> Trecho fornecido

◆ ◆ ◆

Sérgio Arruda de Moura: A serventia das orelhas
Sérgio Arruda de Moura - Atualizado em 05/10/2020 14:11
Ando pelas ruas imaginando o resto da cara das pessoas, todas trajando uma máscara, a máscara protetora não de identidades, mas de vírus invasores, vindos daqui mesmo — e a história dirá se veio da China ou não. É que a gripe espanhola de há cem anos não era espanhola. Vejam só! Veio da América, no sangue e nas vias respiratórias de soldados combatentes da Primeira Guerra mundial, desembarcados logo na Espanha.
Voltando à cena urbana de hoje. Os olhos dos brasileiros são lindos. O problema é quando descem a máscara e o resto do conjunto é denunciado! Ouvi isso de não sei quem. Passei a observar. O melhor da identidade das pessoas é ir se mostrando aos poucos, pra gente ir se acostumando, ouvi de outra.
Não sei o que dizer. Leitor de gibis, revistas em quadrinhos, incluindo aquelas que no passado se dirigiam a adultos, como as de histórias de faroeste, me perguntava: “Como é que o os bandidos esperam não ser identificados depois do assalto? É que eles usavam um lenço amarrado cobrindo exatamente essa parte que as máscaras de hoje cobrem: o nariz, a boca e o queixo. Os olhos, que são janelas da alma, ficavam de fora. Será porque os bandidos do passado não tinham alma?
O Zorro também, só que ele fazia o contrário, cobria os olhos. Nem isso! Cobria só o entorno, as sobrancelhas, os pés-de-galinhas. O Zorro, que tinha alma, já que combatia o mal, podia deixar a boca, que só dizia verdades, de fora. O Zorro, dá pra saber quem é o Dom Diego de La Veja, só pelo bigodinho. Embora pouco dissesse e mais agisse, contrariamente a Hamlet, que mais falava do que fazia, o Zorro e o seu fiel ajudante mudo, cujo nome agora me foge, faziam justiça com as próprias mãos, pelas vias do bem, diferentemente da PF de hoje em dia, que acoberta bandidos.

◆ ◆ ◆

> Material fornecido

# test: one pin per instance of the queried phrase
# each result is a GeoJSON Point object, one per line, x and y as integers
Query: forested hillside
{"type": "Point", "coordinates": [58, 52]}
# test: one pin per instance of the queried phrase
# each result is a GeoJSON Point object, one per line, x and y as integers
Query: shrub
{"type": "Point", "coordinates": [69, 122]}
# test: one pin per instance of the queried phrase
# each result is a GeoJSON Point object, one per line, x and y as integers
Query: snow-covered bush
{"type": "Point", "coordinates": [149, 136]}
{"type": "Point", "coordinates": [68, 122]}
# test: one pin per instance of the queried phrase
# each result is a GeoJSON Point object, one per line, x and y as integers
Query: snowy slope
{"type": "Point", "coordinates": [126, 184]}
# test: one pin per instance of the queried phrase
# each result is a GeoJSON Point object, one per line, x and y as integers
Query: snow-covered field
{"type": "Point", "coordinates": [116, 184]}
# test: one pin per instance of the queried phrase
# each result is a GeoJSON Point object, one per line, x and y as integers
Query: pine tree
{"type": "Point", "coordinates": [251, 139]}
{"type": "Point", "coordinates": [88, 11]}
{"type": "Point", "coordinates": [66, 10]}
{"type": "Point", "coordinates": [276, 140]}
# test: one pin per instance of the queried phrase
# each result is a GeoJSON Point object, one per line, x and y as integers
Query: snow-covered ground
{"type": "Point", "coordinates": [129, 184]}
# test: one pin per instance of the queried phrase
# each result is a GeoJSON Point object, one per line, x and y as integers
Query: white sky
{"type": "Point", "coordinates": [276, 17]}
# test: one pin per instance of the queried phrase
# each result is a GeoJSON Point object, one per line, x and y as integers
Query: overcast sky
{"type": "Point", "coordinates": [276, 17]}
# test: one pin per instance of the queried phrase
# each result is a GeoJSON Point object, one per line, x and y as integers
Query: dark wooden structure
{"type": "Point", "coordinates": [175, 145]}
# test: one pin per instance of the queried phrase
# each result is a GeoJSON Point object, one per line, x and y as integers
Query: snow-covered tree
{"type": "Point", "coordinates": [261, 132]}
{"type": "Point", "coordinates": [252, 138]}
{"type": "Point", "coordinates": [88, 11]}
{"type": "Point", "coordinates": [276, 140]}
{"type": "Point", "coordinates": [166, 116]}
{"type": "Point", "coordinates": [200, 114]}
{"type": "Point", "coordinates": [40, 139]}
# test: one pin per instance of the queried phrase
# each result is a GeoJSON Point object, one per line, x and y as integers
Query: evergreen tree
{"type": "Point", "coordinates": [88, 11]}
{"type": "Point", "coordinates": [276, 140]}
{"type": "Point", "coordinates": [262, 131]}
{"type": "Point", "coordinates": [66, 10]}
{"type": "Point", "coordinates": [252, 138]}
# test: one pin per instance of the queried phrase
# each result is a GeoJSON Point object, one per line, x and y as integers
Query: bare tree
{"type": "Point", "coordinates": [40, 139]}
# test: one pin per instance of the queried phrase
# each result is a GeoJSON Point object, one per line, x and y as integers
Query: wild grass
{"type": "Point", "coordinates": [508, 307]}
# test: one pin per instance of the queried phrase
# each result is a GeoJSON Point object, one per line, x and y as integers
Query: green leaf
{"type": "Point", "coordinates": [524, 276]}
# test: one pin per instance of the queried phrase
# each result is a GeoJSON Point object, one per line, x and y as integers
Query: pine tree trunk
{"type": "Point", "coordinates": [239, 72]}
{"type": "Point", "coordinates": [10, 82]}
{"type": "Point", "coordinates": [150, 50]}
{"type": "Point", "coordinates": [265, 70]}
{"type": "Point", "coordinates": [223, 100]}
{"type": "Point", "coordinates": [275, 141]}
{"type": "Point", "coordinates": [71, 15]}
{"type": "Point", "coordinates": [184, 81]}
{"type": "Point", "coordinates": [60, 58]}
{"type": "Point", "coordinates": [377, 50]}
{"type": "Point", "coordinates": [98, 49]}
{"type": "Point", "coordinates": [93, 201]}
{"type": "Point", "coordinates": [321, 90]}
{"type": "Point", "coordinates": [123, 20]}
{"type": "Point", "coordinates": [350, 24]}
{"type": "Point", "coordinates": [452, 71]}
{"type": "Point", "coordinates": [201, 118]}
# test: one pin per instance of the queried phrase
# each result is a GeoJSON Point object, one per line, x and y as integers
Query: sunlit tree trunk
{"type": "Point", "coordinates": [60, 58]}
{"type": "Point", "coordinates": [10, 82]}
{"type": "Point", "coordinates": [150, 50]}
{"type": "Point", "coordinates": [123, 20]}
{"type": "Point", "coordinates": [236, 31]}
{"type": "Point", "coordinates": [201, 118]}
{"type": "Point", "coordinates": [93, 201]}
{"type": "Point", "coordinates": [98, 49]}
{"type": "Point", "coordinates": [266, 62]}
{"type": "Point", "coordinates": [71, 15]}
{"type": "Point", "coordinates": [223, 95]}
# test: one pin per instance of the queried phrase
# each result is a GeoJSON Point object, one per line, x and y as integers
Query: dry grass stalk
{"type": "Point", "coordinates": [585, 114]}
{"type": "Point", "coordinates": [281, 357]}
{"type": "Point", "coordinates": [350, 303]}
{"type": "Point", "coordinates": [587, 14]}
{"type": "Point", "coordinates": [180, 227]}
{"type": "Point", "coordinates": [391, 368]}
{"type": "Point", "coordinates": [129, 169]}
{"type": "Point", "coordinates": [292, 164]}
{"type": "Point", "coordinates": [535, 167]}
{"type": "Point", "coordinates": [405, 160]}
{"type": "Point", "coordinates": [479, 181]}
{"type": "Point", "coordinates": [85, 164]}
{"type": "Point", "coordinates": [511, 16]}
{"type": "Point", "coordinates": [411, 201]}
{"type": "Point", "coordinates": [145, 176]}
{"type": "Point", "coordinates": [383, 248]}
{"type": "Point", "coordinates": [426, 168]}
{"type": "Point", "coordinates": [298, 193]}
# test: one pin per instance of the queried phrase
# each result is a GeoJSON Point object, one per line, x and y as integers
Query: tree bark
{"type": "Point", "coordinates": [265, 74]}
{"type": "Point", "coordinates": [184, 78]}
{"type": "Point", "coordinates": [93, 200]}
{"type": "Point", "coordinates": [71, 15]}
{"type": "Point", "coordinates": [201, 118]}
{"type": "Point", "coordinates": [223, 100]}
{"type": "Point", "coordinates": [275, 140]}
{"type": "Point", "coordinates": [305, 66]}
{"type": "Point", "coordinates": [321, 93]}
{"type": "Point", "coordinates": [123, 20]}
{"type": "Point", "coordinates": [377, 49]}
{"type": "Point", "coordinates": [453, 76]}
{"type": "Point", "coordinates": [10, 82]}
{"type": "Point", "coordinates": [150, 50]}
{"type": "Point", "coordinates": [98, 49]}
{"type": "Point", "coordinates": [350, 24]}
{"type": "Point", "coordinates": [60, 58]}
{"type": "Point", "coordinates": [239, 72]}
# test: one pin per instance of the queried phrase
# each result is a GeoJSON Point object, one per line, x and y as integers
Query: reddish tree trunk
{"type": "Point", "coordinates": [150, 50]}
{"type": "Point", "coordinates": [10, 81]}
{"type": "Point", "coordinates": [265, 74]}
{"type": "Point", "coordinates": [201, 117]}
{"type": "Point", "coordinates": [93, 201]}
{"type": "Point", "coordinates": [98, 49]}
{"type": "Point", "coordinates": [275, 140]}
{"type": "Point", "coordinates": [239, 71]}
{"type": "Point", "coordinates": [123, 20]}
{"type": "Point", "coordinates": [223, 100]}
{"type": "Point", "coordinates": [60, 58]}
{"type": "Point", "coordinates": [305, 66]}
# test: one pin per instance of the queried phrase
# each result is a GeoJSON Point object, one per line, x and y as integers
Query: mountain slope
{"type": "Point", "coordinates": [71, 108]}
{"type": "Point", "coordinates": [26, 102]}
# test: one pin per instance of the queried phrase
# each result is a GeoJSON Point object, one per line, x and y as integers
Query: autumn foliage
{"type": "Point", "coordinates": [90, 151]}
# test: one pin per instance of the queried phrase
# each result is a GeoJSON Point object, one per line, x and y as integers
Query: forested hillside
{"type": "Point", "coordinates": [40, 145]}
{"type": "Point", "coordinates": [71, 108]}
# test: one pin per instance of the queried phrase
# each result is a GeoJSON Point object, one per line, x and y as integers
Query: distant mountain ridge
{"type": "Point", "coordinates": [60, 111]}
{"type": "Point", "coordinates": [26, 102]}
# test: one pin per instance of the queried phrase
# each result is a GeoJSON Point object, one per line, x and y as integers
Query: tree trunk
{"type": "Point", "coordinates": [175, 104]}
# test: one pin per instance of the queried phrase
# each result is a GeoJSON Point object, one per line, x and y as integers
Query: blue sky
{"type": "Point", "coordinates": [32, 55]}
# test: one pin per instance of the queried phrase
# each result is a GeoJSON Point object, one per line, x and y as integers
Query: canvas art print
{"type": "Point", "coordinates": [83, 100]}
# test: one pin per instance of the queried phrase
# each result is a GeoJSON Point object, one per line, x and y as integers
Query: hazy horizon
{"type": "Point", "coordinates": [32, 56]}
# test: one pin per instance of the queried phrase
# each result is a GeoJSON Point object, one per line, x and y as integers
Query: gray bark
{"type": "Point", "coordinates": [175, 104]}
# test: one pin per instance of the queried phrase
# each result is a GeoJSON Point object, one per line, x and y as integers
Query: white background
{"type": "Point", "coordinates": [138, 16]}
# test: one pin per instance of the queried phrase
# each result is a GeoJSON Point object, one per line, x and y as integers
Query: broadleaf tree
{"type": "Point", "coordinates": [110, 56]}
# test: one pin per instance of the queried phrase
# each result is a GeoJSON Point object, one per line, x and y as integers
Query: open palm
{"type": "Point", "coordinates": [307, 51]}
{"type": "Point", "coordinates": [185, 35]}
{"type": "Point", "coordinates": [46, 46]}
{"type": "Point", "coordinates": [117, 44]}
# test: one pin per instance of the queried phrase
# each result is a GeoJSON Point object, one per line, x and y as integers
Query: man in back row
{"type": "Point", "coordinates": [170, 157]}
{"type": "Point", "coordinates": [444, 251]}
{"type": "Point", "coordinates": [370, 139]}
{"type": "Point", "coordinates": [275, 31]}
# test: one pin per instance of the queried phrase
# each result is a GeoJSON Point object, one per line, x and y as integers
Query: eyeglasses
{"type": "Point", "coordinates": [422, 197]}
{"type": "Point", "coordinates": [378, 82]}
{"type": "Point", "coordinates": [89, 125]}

◆ ◆ ◆

> Ação exigida
Extraia literalmente da crônica sobre as máscaras tudo o que vai de "Voltando à cena" até "não tinham alma?".

> Resposta da tarefa
Voltando à cena urbana de hoje. Os olhos dos brasileiros são lindos. O problema é quando descem a máscara e o resto do conjunto é denunciado! Ouvi isso de não sei quem. Passei a observar. O melhor da identidade das pessoas é ir se mostrando aos poucos, pra gente ir se acostumando, ouvi de outra.
Não sei o que dizer. Leitor de gibis, revistas em quadrinhos, incluindo aquelas que no passado se dirigiam a adultos, como as de histórias de faroeste, me perguntava: “Como é que o os bandidos esperam não ser identificados depois do assalto? É que eles usavam um lenço amarrado cobrindo exatamente essa parte que as máscaras de hoje cobrem: o nariz, a boca e o queixo. Os olhos, que são janelas da alma, ficavam de fora. Será porque os bandidos do passado não tinham alma?